*PROMPT*:
Render the lines as a Markdown table with a "Row" column for the row number and a "Line" column for the line, leaving out blank lines. Start at the line that contains "white stone block" and stop after the line that contains "[443,285,517,323]".

Entries from an annotation dataset:
---*---

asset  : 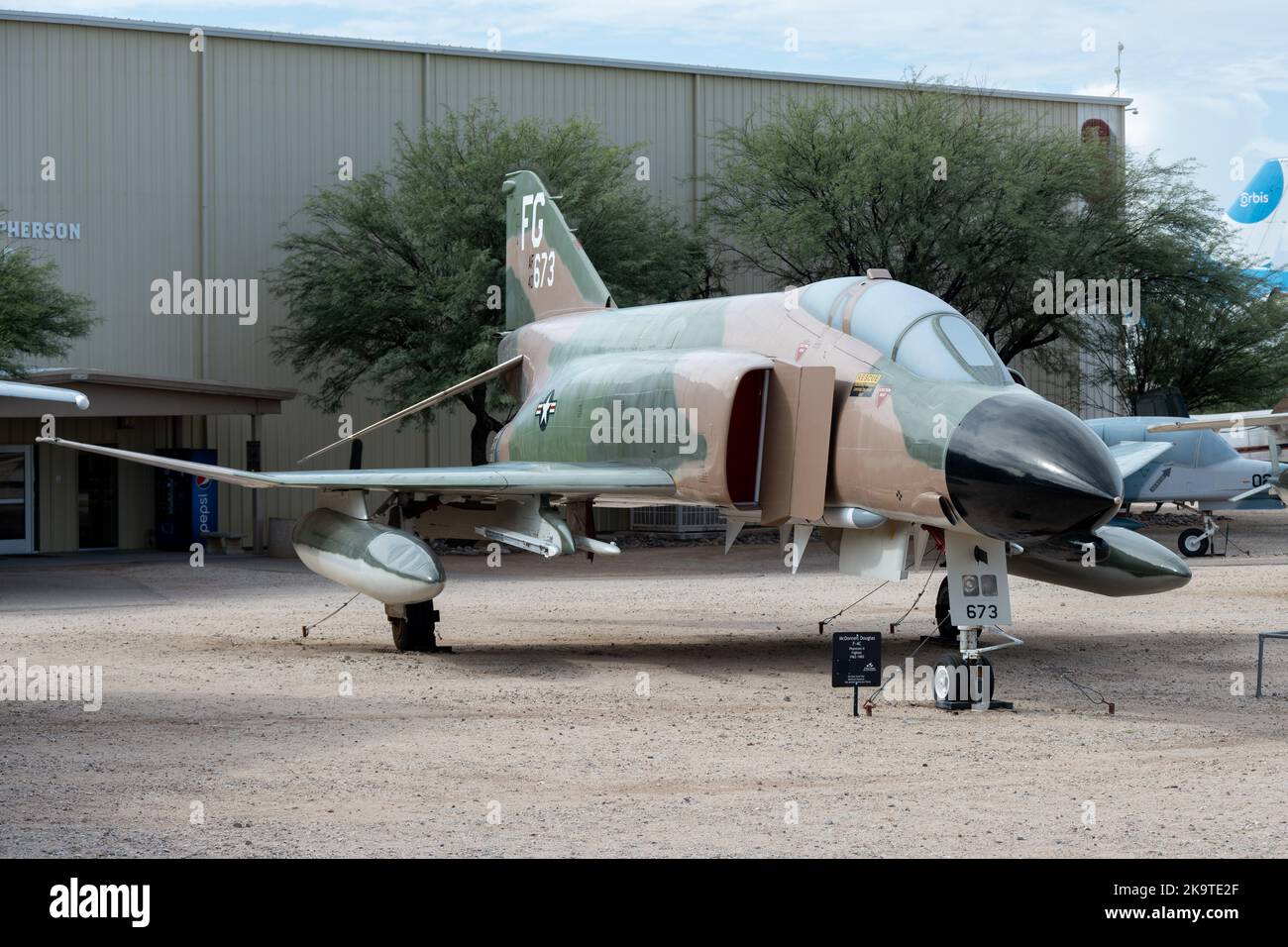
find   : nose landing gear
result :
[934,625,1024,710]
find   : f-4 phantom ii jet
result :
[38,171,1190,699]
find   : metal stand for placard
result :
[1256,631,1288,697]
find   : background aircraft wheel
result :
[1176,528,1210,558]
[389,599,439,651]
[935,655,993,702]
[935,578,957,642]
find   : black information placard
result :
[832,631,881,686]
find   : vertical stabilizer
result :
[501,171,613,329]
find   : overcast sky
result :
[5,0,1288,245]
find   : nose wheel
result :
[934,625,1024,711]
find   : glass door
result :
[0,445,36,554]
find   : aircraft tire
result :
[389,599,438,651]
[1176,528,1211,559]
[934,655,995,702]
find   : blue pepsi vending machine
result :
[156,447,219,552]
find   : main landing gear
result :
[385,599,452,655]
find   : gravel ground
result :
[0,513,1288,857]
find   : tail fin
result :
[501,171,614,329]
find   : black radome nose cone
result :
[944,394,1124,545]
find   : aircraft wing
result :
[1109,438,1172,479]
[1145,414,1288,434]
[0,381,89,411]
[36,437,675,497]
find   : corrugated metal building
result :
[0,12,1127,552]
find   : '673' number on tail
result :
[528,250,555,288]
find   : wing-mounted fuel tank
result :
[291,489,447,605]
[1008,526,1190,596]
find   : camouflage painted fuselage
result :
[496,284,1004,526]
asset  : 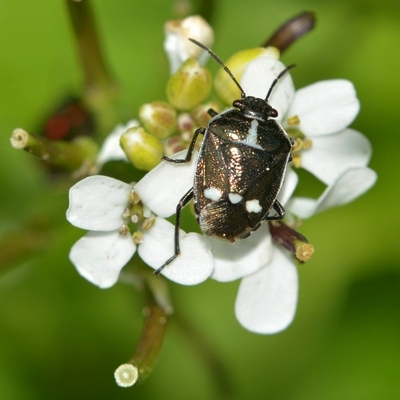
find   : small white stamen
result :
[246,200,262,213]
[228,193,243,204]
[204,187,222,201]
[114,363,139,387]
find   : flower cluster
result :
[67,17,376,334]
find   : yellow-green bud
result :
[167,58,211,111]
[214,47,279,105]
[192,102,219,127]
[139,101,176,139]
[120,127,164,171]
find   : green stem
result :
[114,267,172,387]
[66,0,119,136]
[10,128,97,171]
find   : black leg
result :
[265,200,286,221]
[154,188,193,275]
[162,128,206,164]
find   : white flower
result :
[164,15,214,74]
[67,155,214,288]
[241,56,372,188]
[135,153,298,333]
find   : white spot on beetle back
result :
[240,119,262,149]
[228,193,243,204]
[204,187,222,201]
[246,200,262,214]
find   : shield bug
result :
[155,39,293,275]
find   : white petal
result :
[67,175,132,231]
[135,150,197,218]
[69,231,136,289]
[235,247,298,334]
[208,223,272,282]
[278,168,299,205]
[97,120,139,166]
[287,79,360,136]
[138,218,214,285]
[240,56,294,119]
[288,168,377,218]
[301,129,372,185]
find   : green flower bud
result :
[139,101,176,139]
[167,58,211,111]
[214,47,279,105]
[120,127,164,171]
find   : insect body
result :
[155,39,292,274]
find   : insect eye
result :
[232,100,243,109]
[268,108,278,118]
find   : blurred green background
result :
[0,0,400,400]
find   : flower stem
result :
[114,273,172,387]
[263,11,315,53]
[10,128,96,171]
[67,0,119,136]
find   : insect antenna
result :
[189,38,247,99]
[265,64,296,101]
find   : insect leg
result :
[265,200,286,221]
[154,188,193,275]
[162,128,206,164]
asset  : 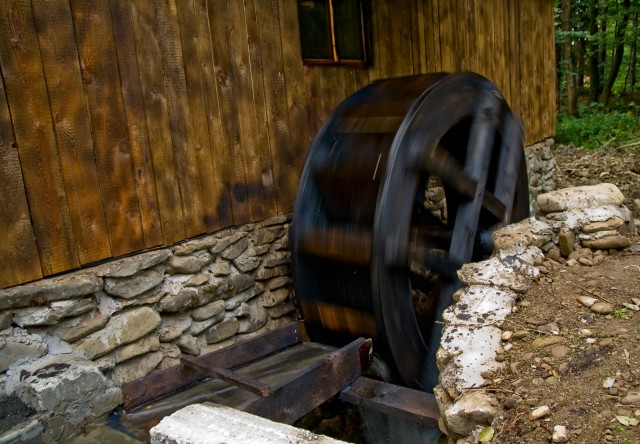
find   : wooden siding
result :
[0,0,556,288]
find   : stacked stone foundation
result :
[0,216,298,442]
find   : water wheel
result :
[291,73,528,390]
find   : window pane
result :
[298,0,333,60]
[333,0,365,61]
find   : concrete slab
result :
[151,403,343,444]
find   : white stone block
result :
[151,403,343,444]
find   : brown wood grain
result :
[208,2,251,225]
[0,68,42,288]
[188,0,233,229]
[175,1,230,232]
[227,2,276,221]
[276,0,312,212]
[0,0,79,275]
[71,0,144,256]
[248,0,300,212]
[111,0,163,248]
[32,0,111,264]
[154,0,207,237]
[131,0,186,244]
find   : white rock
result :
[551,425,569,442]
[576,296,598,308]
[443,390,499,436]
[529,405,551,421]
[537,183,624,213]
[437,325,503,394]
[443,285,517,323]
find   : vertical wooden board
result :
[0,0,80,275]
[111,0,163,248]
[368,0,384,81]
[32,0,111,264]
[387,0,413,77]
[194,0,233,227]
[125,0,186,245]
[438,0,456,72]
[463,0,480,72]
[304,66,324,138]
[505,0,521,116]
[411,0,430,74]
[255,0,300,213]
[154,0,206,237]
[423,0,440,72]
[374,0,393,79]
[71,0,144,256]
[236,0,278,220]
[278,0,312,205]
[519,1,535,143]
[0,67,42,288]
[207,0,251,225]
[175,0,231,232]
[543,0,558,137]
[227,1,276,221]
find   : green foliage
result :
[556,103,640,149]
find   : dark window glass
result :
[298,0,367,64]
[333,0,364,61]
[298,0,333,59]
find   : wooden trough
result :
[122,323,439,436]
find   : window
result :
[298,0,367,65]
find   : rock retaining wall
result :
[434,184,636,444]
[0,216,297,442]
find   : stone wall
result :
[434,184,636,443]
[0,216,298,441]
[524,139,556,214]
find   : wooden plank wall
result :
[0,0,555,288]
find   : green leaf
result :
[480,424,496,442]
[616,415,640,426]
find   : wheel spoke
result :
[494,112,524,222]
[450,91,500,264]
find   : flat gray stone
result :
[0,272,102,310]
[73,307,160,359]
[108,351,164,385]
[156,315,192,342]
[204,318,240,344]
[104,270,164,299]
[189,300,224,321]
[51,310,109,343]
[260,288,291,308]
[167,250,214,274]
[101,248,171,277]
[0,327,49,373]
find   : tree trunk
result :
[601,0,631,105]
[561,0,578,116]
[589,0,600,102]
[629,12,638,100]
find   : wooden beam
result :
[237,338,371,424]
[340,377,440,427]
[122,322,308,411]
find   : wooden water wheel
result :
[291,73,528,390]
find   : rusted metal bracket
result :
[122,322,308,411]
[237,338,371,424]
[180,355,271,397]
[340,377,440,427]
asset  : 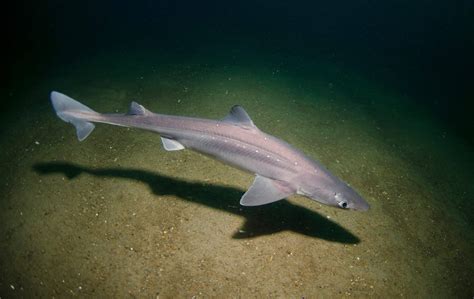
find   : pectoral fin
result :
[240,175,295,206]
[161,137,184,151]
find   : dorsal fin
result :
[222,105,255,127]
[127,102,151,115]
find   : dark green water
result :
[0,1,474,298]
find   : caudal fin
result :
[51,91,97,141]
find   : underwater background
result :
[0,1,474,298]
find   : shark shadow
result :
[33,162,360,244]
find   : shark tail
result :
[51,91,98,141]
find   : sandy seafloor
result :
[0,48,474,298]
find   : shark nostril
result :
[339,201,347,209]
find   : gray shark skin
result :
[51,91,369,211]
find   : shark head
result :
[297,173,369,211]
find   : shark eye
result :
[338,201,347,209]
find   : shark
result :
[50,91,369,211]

---*---

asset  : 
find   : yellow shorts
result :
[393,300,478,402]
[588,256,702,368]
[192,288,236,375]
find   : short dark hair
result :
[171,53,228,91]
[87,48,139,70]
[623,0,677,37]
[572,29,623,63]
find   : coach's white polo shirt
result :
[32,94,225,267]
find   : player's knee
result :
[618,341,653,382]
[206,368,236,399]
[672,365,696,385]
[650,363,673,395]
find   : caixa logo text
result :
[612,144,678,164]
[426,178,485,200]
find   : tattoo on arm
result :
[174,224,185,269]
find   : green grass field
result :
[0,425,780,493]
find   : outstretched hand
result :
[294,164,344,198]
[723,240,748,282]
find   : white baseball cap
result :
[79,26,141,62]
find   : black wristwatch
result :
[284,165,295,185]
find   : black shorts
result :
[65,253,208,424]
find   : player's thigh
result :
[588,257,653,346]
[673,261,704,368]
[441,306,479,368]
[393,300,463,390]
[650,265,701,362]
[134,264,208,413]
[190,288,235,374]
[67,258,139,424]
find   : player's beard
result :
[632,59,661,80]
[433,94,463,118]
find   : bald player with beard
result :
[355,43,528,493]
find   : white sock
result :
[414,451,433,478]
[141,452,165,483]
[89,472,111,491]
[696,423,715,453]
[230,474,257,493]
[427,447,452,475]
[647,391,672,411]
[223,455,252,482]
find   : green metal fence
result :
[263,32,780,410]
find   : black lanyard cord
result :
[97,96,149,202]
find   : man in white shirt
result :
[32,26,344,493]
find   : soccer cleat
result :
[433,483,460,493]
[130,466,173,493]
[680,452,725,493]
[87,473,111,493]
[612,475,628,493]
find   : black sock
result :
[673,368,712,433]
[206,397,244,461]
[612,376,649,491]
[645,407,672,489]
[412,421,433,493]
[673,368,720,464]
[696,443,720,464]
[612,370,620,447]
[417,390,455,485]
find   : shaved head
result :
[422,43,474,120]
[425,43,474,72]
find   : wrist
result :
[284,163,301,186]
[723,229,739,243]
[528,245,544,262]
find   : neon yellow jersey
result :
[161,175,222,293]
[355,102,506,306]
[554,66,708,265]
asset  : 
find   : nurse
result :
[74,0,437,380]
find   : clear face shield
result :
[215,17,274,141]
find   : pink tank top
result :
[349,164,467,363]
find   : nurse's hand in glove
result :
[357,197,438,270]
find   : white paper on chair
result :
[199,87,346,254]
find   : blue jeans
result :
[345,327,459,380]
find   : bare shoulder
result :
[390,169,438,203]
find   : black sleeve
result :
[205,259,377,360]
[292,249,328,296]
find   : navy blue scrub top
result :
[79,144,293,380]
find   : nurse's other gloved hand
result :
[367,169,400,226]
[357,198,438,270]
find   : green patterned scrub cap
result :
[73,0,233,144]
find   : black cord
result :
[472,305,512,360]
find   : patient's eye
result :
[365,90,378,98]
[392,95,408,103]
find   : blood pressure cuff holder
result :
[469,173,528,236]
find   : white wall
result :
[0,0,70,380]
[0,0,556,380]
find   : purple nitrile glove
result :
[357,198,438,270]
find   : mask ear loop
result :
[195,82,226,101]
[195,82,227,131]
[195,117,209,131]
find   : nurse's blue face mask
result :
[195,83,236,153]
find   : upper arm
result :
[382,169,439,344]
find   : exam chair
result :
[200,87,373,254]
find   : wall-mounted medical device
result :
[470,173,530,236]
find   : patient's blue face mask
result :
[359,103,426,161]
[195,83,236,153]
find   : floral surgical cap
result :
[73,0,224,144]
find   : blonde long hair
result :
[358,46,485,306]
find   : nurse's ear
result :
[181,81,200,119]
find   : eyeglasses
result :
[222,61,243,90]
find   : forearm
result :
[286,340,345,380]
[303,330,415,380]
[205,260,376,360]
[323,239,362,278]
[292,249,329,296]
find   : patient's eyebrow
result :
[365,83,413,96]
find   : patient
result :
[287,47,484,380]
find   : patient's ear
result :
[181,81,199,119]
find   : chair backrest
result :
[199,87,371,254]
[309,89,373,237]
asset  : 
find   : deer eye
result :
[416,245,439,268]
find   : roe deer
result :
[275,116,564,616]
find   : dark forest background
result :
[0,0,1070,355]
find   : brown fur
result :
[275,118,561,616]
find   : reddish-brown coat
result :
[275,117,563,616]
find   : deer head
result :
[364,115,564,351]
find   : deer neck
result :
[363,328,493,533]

---*---

*SOLUTION TO THIS EXERCISE*:
| Row | Line |
|---|---|
| 1 | find   : white stone block |
| 2 | result : |
| 3 | [151,403,343,444] |
| 4 | find   : brown wood grain |
| 5 | result : |
| 6 | [208,2,251,225] |
| 7 | [0,68,42,288] |
| 8 | [188,0,233,229] |
| 9 | [175,1,230,232] |
| 10 | [227,2,276,221] |
| 11 | [276,0,312,212] |
| 12 | [0,0,79,275] |
| 13 | [71,0,144,256] |
| 14 | [248,0,300,212] |
| 15 | [111,0,163,248] |
| 16 | [32,0,111,264] |
| 17 | [154,0,207,237] |
| 18 | [131,0,186,244] |
| 19 | find   : white rock |
| 20 | result : |
| 21 | [551,425,569,442] |
| 22 | [576,296,598,308] |
| 23 | [443,390,499,436] |
| 24 | [529,405,551,421] |
| 25 | [537,183,624,213] |
| 26 | [437,325,503,394] |
| 27 | [443,285,517,323] |